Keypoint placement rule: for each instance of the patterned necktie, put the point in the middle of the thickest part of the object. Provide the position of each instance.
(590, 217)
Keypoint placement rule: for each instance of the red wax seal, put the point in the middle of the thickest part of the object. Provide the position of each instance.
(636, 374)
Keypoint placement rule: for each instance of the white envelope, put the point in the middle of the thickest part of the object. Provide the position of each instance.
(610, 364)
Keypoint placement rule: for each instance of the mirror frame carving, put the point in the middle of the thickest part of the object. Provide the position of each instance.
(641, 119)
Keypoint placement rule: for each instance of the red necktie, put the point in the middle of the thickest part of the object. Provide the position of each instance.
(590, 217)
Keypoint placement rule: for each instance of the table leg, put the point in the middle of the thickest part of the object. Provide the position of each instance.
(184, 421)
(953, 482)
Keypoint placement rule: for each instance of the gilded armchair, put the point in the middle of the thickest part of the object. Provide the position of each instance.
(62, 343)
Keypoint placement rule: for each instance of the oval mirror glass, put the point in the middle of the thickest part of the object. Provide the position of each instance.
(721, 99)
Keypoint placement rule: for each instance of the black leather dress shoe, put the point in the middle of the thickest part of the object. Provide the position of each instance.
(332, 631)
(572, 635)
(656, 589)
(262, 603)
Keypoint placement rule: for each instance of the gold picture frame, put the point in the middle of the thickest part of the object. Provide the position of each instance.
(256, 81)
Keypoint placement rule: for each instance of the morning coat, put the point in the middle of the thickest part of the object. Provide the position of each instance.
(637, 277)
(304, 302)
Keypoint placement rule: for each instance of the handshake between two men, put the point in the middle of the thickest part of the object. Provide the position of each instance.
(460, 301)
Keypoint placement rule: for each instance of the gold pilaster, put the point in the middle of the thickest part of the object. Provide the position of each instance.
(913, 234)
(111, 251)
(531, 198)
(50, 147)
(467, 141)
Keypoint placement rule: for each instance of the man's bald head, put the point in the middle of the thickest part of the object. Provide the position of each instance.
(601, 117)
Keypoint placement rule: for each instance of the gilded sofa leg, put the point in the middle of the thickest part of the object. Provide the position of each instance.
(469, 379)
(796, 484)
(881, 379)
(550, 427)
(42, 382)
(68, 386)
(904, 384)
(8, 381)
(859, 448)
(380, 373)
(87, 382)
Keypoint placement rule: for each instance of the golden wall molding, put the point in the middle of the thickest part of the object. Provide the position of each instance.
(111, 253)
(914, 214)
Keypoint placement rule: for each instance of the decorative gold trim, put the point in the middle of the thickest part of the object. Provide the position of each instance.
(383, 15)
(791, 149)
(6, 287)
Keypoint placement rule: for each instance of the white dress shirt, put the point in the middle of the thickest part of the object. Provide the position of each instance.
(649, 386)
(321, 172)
+--
**Prompt:** Reproduce the data in its entirety, matching each character.

**Solution:**
Keypoint placement rule: for each instance of the patterned necktie, put the point in the middle of the thickest part of the object. Provide the position of each instance.
(590, 217)
Keypoint placement rule: for each instance of the red wax seal, put the point in the middle of the thickest part of the object. Provide the position of each instance.
(636, 374)
Keypoint placement rule: for each instance of the white envelope, put the point in the middle of the thickest part of the object. Provide the position of each instance.
(610, 364)
Keypoint placement rule: for each instance of the mirror frame carving, put the point in the middle of the thickest part of the object. Provide the position of each instance.
(641, 119)
Keypoint placement rule: for each instance of the red necktie, put the point in the middle of the thickest part of the object. Provide the position of each instance.
(590, 217)
Keypoint placement rule: for each instance of the table leg, put the point in the middle of the thickest part of the object. Provide the position of each instance.
(184, 421)
(953, 482)
Keypoint placement rule: for each instance of the gilded armchair, put the point in the middle of the thickest part of the object. Provide the position of each instance.
(62, 343)
Keypoint placement rule: for each instance of the oval mirror glass, put the point in the middle of the thickest part of the object. Provide the position of each instance.
(721, 99)
Keypoint placement rule: for each instance of the black leather dress shoe, put the point in the middle of the thickest part of the object. Provide the position of each instance.
(332, 631)
(572, 635)
(656, 589)
(262, 603)
Keypoint placement rule: for each instance of the gold picture frame, put the point in the middle of the thickest part of the object. Provide the position of each instance.
(256, 81)
Keypoint placement rule: for each instance of the morning coat, put the point in the middle of the thickest part of the object. Provide the position of each instance.
(637, 277)
(304, 302)
Keypoint placement rule: for each instance of the handshake between two men, put the point in the middle of the thickest part of the object. Provide the position of each instance.
(460, 301)
Keypoint placement rule: for each instance of the gold pilaster, put the point in the middle of the thickest part of the object. Provide the position of each instance.
(913, 234)
(111, 251)
(531, 198)
(50, 147)
(467, 141)
Keypoint placement rule: for each instance of the man's bald head, put the point in the middle of the thickest part of the object. Provide the position of each instance.
(601, 117)
Keypoint placement rule: for each instance of the gilded sofa leg, put the point in the middle of the thickest part of the object. Provide the position of each instance.
(469, 379)
(796, 484)
(881, 379)
(550, 427)
(42, 382)
(68, 386)
(904, 384)
(8, 381)
(859, 448)
(380, 373)
(87, 382)
Keypoint placement rule: for each instance of the golden wall molding, put the point in the middle of the thickest part of the object. Provide the position of each instance.
(111, 253)
(914, 214)
Keypoint placement rule: for each instance of the decorative gold trim, put the point in the middle of the thickest part of the object. Provide the position of each instance.
(383, 15)
(791, 149)
(6, 287)
Keypoint placement rule: for each instance of the white dress shirt, put the point in the middle of the thickest part of the object. Provide the position of each instance.
(649, 386)
(321, 172)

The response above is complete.